- **WHAT TO PRODUCE**
In the listing, swap "Response" for "Result" and reproduce every line with nothing else changed.
-- START SUPPLIED ENTRIES --
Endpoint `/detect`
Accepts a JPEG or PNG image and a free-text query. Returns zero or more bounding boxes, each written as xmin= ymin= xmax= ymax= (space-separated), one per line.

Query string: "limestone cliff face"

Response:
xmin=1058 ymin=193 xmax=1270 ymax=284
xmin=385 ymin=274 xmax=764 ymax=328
-- END SUPPLIED ENTRIES --
- **RESPONSE TO THE EXERCISE**
Endpoint `/detect`
Accepts a JPEG or PNG image and a free-text query. Returns zero or more bounding boxes, each written as xmin= ymin= xmax= ymax= (space-separated), one per line.

Query string: "limestone cliff face"

Result:
xmin=1058 ymin=193 xmax=1270 ymax=284
xmin=385 ymin=274 xmax=764 ymax=328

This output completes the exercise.